§ **WORKING DATA**
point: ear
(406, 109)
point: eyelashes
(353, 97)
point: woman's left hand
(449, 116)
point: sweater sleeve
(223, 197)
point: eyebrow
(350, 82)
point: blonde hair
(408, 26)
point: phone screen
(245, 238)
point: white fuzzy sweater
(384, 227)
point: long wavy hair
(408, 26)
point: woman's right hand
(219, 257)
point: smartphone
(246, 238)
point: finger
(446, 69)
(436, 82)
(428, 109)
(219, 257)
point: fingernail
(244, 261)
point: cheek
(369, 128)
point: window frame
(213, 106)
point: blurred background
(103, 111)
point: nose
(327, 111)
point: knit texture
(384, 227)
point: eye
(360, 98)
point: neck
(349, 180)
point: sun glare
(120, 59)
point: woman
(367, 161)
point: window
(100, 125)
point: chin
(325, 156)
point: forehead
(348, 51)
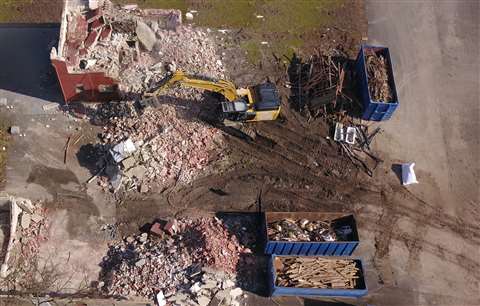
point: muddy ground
(289, 166)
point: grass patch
(252, 48)
(284, 25)
(8, 9)
(161, 4)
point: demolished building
(100, 43)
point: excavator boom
(225, 88)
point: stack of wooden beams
(304, 272)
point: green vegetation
(4, 138)
(8, 9)
(283, 26)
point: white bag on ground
(408, 174)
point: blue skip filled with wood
(376, 83)
(310, 233)
(315, 276)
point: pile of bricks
(172, 258)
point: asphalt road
(434, 47)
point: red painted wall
(84, 86)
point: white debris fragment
(130, 7)
(161, 299)
(408, 174)
(122, 150)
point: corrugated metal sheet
(334, 248)
(360, 291)
(375, 110)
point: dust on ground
(291, 166)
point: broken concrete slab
(25, 220)
(50, 106)
(14, 130)
(203, 300)
(128, 162)
(145, 35)
(236, 292)
(25, 205)
(141, 262)
(36, 218)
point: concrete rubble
(192, 266)
(169, 148)
(132, 46)
(24, 223)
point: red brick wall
(84, 86)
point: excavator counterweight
(256, 103)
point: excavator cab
(259, 103)
(255, 103)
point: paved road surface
(435, 53)
(434, 46)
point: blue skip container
(312, 248)
(359, 290)
(375, 110)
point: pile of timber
(304, 272)
(378, 81)
(316, 82)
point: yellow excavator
(256, 103)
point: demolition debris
(172, 259)
(378, 80)
(306, 230)
(302, 272)
(124, 50)
(165, 147)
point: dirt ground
(289, 166)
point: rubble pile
(23, 227)
(306, 230)
(133, 46)
(214, 246)
(33, 228)
(173, 259)
(378, 80)
(304, 272)
(214, 287)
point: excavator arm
(225, 88)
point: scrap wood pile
(172, 258)
(167, 147)
(23, 227)
(306, 230)
(317, 84)
(378, 79)
(172, 145)
(302, 272)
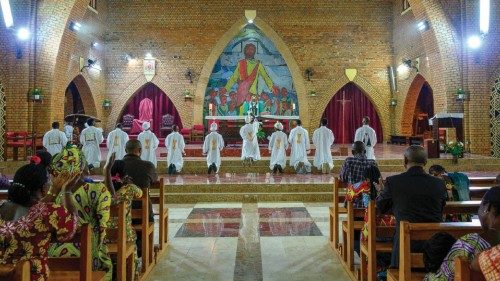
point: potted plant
(36, 94)
(456, 149)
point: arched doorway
(346, 110)
(149, 103)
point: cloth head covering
(278, 126)
(70, 159)
(213, 127)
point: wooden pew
(369, 249)
(464, 273)
(146, 231)
(76, 269)
(118, 246)
(423, 231)
(15, 272)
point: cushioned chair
(127, 121)
(167, 121)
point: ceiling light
(7, 13)
(474, 42)
(23, 34)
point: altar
(229, 126)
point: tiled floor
(249, 241)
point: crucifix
(343, 101)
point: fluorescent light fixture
(474, 42)
(7, 13)
(484, 16)
(23, 34)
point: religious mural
(250, 76)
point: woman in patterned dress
(470, 245)
(93, 200)
(30, 220)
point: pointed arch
(281, 46)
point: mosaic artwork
(495, 119)
(250, 75)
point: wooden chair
(422, 231)
(15, 272)
(146, 231)
(463, 271)
(118, 246)
(76, 269)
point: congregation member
(412, 196)
(323, 140)
(149, 143)
(30, 219)
(116, 142)
(367, 135)
(470, 245)
(212, 146)
(299, 141)
(90, 138)
(250, 148)
(278, 144)
(54, 140)
(175, 150)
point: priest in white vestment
(250, 148)
(54, 140)
(323, 140)
(90, 138)
(175, 150)
(149, 144)
(367, 135)
(116, 142)
(278, 144)
(213, 145)
(299, 140)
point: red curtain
(346, 110)
(161, 105)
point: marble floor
(249, 241)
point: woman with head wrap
(212, 147)
(93, 200)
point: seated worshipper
(175, 150)
(30, 220)
(278, 144)
(212, 146)
(299, 140)
(90, 138)
(149, 143)
(457, 187)
(116, 142)
(323, 140)
(250, 148)
(412, 196)
(54, 140)
(92, 201)
(468, 246)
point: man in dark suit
(413, 196)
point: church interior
(421, 75)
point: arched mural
(250, 75)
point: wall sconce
(309, 73)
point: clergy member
(323, 140)
(116, 142)
(278, 144)
(175, 150)
(149, 143)
(250, 149)
(54, 140)
(212, 147)
(90, 138)
(299, 139)
(368, 136)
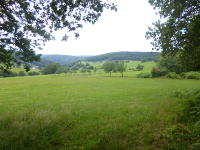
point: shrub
(158, 72)
(139, 67)
(8, 74)
(21, 73)
(144, 75)
(173, 75)
(192, 75)
(33, 73)
(185, 134)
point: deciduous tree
(177, 32)
(26, 24)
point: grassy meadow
(59, 112)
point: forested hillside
(136, 56)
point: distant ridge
(135, 56)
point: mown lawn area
(59, 112)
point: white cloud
(123, 30)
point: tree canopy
(177, 32)
(26, 24)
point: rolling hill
(134, 56)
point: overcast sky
(123, 30)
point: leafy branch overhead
(177, 32)
(26, 24)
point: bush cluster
(144, 75)
(191, 75)
(173, 75)
(185, 134)
(158, 72)
(14, 74)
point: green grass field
(59, 112)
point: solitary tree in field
(26, 24)
(108, 67)
(177, 32)
(139, 67)
(121, 67)
(51, 68)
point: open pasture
(56, 112)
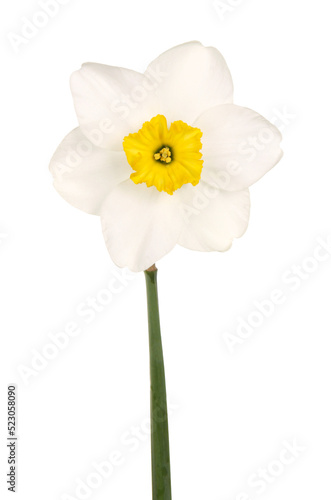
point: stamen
(163, 155)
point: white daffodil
(163, 157)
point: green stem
(159, 416)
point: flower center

§ **WHAT YOU NEED TO DO**
Print out the whole listing word for word. Leave the pictures out.

§ **SOLVED PROBLEM**
point: ear
(406, 109)
point: eyelashes
(353, 97)
point: woman's left hand
(449, 116)
point: sweater sleeve
(223, 197)
point: eyebrow
(350, 82)
point: blonde hair
(408, 26)
point: phone screen
(245, 238)
point: white fuzzy sweater
(384, 227)
point: long wavy hair
(408, 26)
point: woman's right hand
(219, 257)
point: smartphone
(246, 238)
point: finger
(446, 69)
(436, 82)
(428, 109)
(219, 257)
point: fingernail
(244, 261)
point: cheek
(369, 128)
point: window frame
(213, 106)
point: blurred background
(103, 111)
point: nose
(327, 111)
point: knit texture
(384, 227)
point: eye
(360, 98)
point: neck
(349, 180)
point: sun glare
(120, 59)
point: woman
(367, 161)
point: window
(100, 125)
point: chin
(325, 156)
point: forehead
(348, 51)
point: muddy ground
(289, 166)
point: grass patch
(252, 48)
(284, 25)
(8, 9)
(161, 4)
point: demolished building
(100, 43)
point: excavator boom
(225, 88)
point: stack of wooden beams
(304, 272)
point: green vegetation
(4, 138)
(8, 9)
(283, 26)
point: white bag on ground
(408, 174)
point: blue skip filled with wood
(376, 83)
(310, 233)
(315, 276)
point: pile of bricks
(172, 258)
point: asphalt road
(434, 47)
point: red painted wall
(84, 86)
point: white debris fragment
(130, 7)
(161, 299)
(408, 174)
(122, 150)
point: corrugated metal sheet
(334, 248)
(360, 291)
(375, 110)
point: dust on ground
(291, 166)
point: broken concrete slab
(25, 220)
(50, 106)
(14, 130)
(203, 300)
(128, 162)
(145, 35)
(236, 292)
(25, 205)
(141, 262)
(36, 218)
point: concrete rubble
(192, 266)
(169, 148)
(132, 46)
(24, 223)
point: red brick wall
(84, 86)
point: excavator counterweight
(256, 103)
point: excavator cab
(259, 103)
(255, 103)
point: paved road surface
(435, 53)
(434, 46)
point: blue skip container
(312, 248)
(359, 290)
(375, 110)
point: pile of timber
(304, 272)
(378, 81)
(316, 82)
point: yellow excavator
(256, 103)
point: demolition debris
(172, 259)
(378, 80)
(306, 230)
(302, 272)
(124, 50)
(165, 147)
point: dirt ground
(289, 166)
point: rubble pile
(23, 227)
(306, 230)
(133, 46)
(214, 246)
(33, 228)
(173, 259)
(378, 80)
(304, 272)
(214, 287)
point: excavator arm
(225, 88)
point: scrap wood pile
(172, 258)
(167, 147)
(23, 227)
(306, 230)
(317, 84)
(378, 79)
(172, 145)
(302, 272)
point: potted plant
(36, 94)
(456, 149)
point: arched doorway
(346, 110)
(149, 103)
point: cloth head covering
(278, 126)
(70, 159)
(213, 127)
point: wooden pew
(369, 249)
(464, 273)
(146, 231)
(76, 269)
(118, 246)
(423, 231)
(15, 272)
point: cushioned chair
(127, 121)
(167, 121)
point: ceiling light
(7, 13)
(474, 42)
(23, 34)
point: altar
(229, 126)
point: tiled floor
(249, 241)
point: crucifix
(343, 101)
point: fluorescent light fixture
(474, 42)
(7, 13)
(484, 16)
(23, 34)
point: religious mural
(250, 76)
point: woman in patterned dress
(470, 245)
(93, 200)
(30, 220)
point: pointed arch
(281, 46)
point: mosaic artwork
(495, 119)
(250, 75)
point: wooden chair
(422, 231)
(15, 272)
(146, 231)
(463, 271)
(118, 246)
(76, 269)
point: congregation member
(412, 196)
(323, 140)
(149, 143)
(30, 219)
(116, 142)
(367, 135)
(470, 245)
(212, 146)
(299, 141)
(90, 138)
(250, 148)
(278, 144)
(54, 140)
(175, 150)
point: priest in white vestment
(250, 148)
(54, 140)
(323, 140)
(90, 138)
(175, 150)
(149, 144)
(367, 135)
(116, 142)
(278, 144)
(213, 145)
(299, 140)
point: red curtain
(346, 110)
(161, 105)
point: marble floor
(249, 241)
point: woman with head wrap
(212, 147)
(93, 200)
point: seated worshipper
(175, 150)
(30, 220)
(278, 144)
(212, 146)
(299, 140)
(90, 138)
(149, 143)
(457, 187)
(116, 142)
(323, 140)
(250, 148)
(412, 196)
(54, 140)
(92, 201)
(468, 246)
point: man in dark suit
(413, 196)
point: church interior
(421, 75)
point: arched mural
(250, 75)
point: wall sconce
(309, 73)
point: clergy member
(323, 140)
(116, 142)
(278, 144)
(175, 150)
(149, 143)
(250, 149)
(54, 140)
(212, 147)
(90, 138)
(299, 139)
(368, 136)
point: shrub
(158, 72)
(139, 67)
(8, 74)
(21, 73)
(144, 75)
(173, 75)
(192, 75)
(33, 73)
(185, 134)
point: deciduous tree
(177, 32)
(26, 24)
point: grassy meadow
(59, 112)
point: forested hillside
(136, 56)
point: distant ridge
(135, 56)
point: mown lawn area
(59, 112)
point: white cloud
(123, 30)
point: tree canopy
(177, 32)
(26, 24)
point: rolling hill
(134, 56)
point: overcast sky
(123, 30)
point: leafy branch overhead
(177, 32)
(26, 24)
point: bush cluster
(144, 75)
(191, 75)
(173, 75)
(185, 134)
(158, 72)
(14, 74)
point: green grass field
(59, 112)
point: solitary tree in field
(26, 24)
(108, 67)
(177, 32)
(139, 67)
(121, 67)
(51, 68)
point: open pasture
(56, 112)
point: stamen
(163, 155)
point: white daffodil
(163, 157)
point: green stem
(159, 416)
point: flower center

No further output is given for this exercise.